Official Bulgaria continues to eschew responsibility for Holocaust
About 30 Bulgarians of various occupations, political opinion and public standing went to the city of Kavala in northern Greece, in March, to take part in a simple yet moving ceremony to mark the demolition of the Jewish community of northern Greece, which was effected by the Kingdom of Bulgaria when it annexed Aegean Thrace, in 1943. They included Alec Oscar, the chairman of the Shalom Organisation of Bulgarian Jews; Martin Zaimov, a political activist and former deputy chairman of the Bulgarian National Bank; Krasen Stanchev, an economist; and Manol Peykov, an activist and publisher. This was the first time Bulgarians publicly apologised for what their grandparents had done in northern Greece during the Second World War. No Bulgarian state official was in attendance.
At the same time, in Sofia, President Rumen Radev led an official delegation to mark the rescue of the Bulgarian Jews during the Second World War. He laid wreaths at the monument of Bulgaria's war-time King Boris III and his wife. The monument is placed in front of Sofia City Council. It was originally erected in Jerusalem, but was removed by order of the Supreme Court of Israel because King Boris III, a Nazi ally, is seen internationally as being responsible for the fate of 11,343 Jews sent to death from territories Bulgaria occupied.
● ● ● ●
Short task 1 — Report each line of the listing that contains the string "xmax", treating uppercase and lowercase letters as distinct.
● ● ● ●
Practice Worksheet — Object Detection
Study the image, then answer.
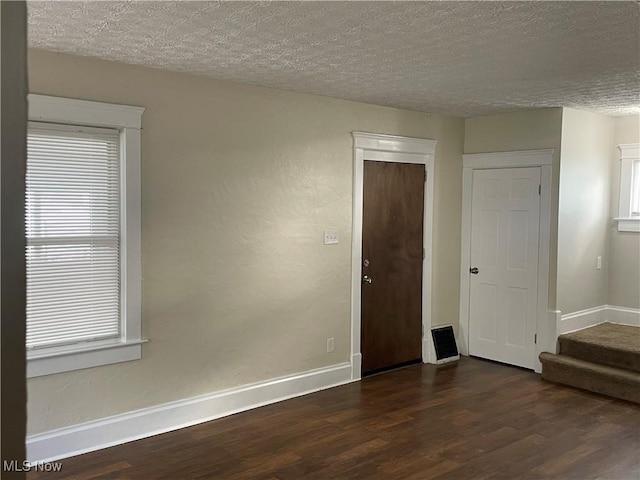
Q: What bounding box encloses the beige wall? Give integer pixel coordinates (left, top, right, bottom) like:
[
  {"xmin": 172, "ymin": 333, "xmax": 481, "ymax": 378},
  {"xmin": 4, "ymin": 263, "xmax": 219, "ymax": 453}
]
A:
[
  {"xmin": 28, "ymin": 50, "xmax": 464, "ymax": 434},
  {"xmin": 558, "ymin": 108, "xmax": 614, "ymax": 315},
  {"xmin": 0, "ymin": 2, "xmax": 27, "ymax": 480},
  {"xmin": 464, "ymin": 108, "xmax": 562, "ymax": 310},
  {"xmin": 607, "ymin": 116, "xmax": 640, "ymax": 308}
]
● ● ● ●
Short task 2 — In the article on Bulgaria and the Holocaust, to which city did about 30 Bulgarians travel in March to take part in the ceremony?

Full answer 1 —
  {"xmin": 172, "ymin": 333, "xmax": 481, "ymax": 378},
  {"xmin": 4, "ymin": 263, "xmax": 219, "ymax": 453}
  {"xmin": 28, "ymin": 50, "xmax": 464, "ymax": 434},
  {"xmin": 558, "ymin": 108, "xmax": 614, "ymax": 315},
  {"xmin": 0, "ymin": 2, "xmax": 27, "ymax": 480},
  {"xmin": 464, "ymin": 108, "xmax": 562, "ymax": 310},
  {"xmin": 607, "ymin": 116, "xmax": 640, "ymax": 308}

Full answer 2 — Kavala, in northern Greece.